Problem: Write out the stretch of lines below that begins at the line with "of the sky, a" and ends at the line with "of the black", including both, exactly as given and nothing more.

--- --- ---

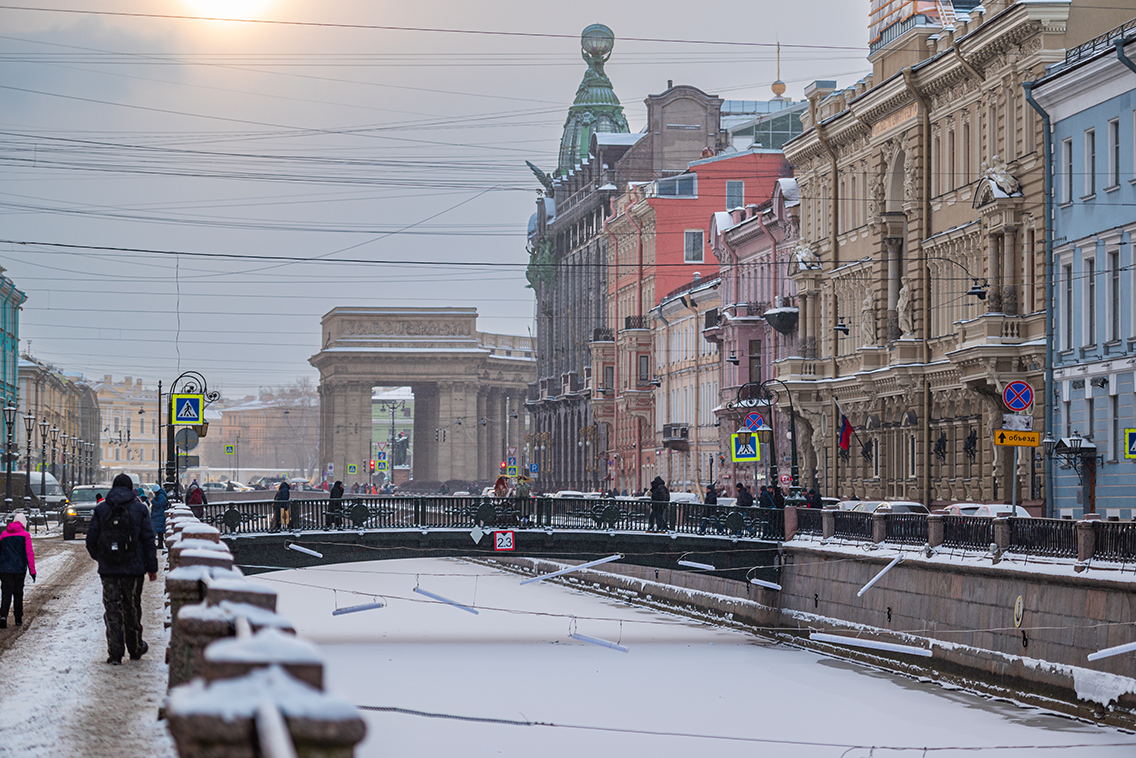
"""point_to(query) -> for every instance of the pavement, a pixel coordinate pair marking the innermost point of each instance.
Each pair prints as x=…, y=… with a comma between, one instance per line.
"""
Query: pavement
x=58, y=696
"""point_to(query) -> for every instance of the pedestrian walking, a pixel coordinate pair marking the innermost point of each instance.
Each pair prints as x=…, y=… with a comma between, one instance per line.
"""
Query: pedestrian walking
x=660, y=496
x=281, y=506
x=158, y=504
x=120, y=538
x=17, y=558
x=335, y=502
x=195, y=499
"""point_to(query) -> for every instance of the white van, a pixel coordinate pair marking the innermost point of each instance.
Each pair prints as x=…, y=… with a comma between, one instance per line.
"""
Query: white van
x=53, y=494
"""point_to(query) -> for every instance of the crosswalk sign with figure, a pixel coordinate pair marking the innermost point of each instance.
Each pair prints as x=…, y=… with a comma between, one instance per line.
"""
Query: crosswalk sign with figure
x=1129, y=443
x=745, y=448
x=189, y=409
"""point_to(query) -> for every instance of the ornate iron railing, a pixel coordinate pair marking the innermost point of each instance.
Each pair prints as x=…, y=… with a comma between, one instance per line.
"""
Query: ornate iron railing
x=1114, y=541
x=1044, y=536
x=968, y=532
x=907, y=529
x=852, y=525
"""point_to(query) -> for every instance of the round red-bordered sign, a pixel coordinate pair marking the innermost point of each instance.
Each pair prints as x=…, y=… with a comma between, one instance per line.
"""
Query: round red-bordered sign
x=1018, y=396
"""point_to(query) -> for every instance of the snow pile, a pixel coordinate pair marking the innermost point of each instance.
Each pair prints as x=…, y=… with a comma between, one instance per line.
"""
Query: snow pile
x=269, y=646
x=232, y=699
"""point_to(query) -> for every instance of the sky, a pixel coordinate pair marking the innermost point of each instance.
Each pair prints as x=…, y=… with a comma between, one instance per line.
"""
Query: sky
x=180, y=193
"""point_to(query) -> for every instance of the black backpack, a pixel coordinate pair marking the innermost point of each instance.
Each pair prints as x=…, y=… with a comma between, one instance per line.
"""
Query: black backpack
x=116, y=538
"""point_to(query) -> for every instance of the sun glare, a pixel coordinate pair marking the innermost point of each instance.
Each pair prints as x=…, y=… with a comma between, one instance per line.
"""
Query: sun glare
x=227, y=8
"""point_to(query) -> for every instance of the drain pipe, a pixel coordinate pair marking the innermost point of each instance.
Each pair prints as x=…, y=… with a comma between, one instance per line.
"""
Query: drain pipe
x=925, y=275
x=1047, y=141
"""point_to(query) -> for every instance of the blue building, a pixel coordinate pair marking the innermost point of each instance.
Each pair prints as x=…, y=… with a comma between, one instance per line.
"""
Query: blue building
x=1091, y=102
x=10, y=300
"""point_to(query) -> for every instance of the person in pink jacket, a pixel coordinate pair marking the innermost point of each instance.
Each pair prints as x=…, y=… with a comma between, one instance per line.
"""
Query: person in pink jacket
x=17, y=558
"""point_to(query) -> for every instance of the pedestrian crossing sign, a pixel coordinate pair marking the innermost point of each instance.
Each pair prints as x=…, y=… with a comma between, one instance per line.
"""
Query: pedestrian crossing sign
x=189, y=409
x=745, y=448
x=1129, y=443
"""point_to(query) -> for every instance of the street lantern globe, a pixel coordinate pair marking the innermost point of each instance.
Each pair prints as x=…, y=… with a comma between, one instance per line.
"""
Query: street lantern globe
x=1075, y=442
x=1049, y=443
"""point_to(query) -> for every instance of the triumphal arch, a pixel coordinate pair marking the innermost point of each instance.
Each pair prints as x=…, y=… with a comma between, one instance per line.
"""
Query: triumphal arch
x=469, y=389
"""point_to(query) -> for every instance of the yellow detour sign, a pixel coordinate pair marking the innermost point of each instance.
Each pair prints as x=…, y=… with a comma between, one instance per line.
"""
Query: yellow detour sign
x=1011, y=439
x=745, y=448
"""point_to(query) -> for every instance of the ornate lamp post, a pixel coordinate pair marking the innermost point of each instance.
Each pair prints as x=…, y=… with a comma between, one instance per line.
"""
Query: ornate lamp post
x=28, y=426
x=43, y=460
x=9, y=419
x=55, y=441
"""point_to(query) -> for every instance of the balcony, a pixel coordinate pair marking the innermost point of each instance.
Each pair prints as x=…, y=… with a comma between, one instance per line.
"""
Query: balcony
x=676, y=436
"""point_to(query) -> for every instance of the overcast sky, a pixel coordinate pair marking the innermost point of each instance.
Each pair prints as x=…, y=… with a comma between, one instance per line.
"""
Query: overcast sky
x=147, y=163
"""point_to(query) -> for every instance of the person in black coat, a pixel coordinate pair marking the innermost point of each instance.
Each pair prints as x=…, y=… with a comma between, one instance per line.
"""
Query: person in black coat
x=122, y=579
x=334, y=505
x=660, y=496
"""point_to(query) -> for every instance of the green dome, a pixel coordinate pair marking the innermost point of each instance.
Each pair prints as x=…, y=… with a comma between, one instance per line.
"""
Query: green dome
x=595, y=108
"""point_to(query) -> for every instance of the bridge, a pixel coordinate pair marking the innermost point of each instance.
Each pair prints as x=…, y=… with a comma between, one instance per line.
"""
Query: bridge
x=737, y=543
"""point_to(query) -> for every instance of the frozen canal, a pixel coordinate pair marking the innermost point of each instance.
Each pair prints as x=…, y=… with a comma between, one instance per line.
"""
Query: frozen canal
x=679, y=685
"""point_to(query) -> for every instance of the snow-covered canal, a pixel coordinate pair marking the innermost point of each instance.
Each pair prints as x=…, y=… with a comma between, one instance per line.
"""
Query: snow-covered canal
x=683, y=689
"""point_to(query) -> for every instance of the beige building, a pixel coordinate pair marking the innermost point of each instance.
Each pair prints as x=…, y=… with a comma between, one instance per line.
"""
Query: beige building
x=918, y=183
x=69, y=405
x=130, y=436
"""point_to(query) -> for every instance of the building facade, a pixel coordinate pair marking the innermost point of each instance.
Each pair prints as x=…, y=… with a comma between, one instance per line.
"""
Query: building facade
x=922, y=200
x=131, y=435
x=1091, y=101
x=69, y=405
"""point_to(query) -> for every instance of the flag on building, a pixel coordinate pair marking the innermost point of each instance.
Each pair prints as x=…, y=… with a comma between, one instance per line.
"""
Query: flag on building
x=845, y=432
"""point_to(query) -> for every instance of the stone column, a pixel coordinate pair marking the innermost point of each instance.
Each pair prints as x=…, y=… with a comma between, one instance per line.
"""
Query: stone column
x=483, y=431
x=1010, y=271
x=994, y=267
x=893, y=246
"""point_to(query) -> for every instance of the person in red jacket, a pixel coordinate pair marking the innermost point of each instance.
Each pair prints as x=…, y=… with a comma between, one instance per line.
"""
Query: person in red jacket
x=17, y=558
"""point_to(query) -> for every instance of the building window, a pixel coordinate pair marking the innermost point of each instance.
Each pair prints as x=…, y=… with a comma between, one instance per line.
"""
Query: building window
x=1067, y=274
x=1114, y=294
x=754, y=360
x=1114, y=152
x=1089, y=301
x=1067, y=171
x=694, y=247
x=1089, y=163
x=735, y=194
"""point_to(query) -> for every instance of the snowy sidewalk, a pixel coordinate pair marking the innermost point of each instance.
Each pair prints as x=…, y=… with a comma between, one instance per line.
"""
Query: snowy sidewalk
x=58, y=697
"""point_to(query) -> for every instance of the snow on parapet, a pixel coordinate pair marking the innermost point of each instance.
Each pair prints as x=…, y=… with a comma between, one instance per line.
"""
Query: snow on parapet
x=269, y=646
x=239, y=698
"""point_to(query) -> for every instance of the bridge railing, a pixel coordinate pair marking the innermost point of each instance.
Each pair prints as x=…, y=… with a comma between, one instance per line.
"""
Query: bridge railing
x=385, y=511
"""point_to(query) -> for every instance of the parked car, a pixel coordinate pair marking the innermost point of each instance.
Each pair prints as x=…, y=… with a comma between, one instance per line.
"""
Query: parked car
x=987, y=509
x=891, y=507
x=76, y=515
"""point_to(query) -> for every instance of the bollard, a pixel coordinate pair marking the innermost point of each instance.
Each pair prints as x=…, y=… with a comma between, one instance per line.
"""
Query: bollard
x=790, y=523
x=934, y=530
x=199, y=531
x=219, y=718
x=197, y=625
x=240, y=590
x=828, y=523
x=1086, y=543
x=878, y=527
x=233, y=657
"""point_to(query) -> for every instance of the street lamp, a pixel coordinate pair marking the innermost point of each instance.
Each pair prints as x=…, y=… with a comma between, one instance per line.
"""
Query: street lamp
x=55, y=441
x=28, y=426
x=9, y=419
x=43, y=460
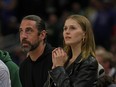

--- --- ---

Solved exercise:
"""point_to(query) -> for every instance of the sky, a pixel coordinate pair marking the innermost point of each instance.
Each pair prints as x=…, y=… with a comma between, one instance per line.
"""
Query: sky
x=180, y=193
"""point_to(query) -> for every instance of the black backpack, a pixel coordinate pair marking the innermost point of each instance.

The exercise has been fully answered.